> _To do_
Find the line containing "plant pot ->". Return it and every line after it, unchanged, up to and including the last line.

[Start of Data entries]

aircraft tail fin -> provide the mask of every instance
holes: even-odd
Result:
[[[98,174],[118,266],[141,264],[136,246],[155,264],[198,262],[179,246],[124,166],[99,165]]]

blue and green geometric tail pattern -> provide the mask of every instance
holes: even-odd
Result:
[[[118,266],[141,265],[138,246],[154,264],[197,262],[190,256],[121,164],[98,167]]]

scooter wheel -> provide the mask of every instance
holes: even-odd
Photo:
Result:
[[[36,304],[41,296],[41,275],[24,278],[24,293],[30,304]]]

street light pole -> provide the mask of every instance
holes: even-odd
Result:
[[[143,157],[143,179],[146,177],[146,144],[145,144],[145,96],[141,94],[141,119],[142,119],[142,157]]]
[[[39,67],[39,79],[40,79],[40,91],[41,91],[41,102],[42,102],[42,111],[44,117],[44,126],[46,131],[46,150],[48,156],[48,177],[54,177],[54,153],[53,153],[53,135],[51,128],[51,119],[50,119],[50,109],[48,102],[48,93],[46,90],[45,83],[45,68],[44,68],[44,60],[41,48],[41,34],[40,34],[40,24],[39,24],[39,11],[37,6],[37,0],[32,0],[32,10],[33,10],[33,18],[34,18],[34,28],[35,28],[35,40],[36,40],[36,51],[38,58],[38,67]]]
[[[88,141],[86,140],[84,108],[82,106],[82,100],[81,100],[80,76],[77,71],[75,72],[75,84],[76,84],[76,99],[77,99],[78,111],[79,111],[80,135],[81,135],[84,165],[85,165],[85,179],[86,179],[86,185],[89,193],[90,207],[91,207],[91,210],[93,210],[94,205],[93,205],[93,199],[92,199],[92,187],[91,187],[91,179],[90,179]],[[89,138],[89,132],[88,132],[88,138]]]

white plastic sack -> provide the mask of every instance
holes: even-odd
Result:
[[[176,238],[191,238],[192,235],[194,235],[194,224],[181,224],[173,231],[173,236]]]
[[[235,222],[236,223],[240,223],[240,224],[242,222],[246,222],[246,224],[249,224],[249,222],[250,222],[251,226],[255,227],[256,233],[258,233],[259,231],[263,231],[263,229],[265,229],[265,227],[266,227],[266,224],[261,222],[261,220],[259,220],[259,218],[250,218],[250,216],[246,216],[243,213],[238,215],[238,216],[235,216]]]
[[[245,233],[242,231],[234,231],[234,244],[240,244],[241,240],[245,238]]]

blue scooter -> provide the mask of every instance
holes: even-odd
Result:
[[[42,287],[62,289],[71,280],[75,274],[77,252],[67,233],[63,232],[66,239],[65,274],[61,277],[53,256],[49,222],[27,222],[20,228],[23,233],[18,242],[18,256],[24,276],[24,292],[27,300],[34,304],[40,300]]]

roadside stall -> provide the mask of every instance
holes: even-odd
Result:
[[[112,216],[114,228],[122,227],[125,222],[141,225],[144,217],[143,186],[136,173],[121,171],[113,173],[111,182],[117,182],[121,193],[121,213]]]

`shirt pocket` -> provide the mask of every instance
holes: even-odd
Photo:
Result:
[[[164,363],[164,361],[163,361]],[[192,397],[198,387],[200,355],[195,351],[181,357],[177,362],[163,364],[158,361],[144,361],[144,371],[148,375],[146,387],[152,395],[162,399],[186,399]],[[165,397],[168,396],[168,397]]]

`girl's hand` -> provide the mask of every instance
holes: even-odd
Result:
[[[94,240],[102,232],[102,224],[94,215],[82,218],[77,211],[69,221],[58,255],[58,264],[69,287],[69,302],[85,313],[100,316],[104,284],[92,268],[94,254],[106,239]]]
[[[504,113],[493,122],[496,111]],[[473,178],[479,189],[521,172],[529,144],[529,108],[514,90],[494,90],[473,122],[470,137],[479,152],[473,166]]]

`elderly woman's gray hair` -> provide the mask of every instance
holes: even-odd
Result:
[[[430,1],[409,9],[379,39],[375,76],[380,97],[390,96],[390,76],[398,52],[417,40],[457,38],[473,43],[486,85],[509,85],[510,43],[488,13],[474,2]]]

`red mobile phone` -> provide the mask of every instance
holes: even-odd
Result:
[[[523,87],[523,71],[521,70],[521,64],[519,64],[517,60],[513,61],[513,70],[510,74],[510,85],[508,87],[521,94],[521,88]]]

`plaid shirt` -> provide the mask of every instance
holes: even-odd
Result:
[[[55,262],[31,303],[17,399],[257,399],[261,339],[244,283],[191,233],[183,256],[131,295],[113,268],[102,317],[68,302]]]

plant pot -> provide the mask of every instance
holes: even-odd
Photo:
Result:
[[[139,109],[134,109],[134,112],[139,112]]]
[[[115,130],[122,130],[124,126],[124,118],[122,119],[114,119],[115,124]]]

[End of Data entries]

> _Task result_
plant pot -> provide the mask of every instance
holes: even-odd
Photo:
Result:
[[[139,109],[134,109],[134,112],[139,112]]]
[[[115,130],[122,130],[124,126],[124,118],[122,119],[114,119],[115,124]]]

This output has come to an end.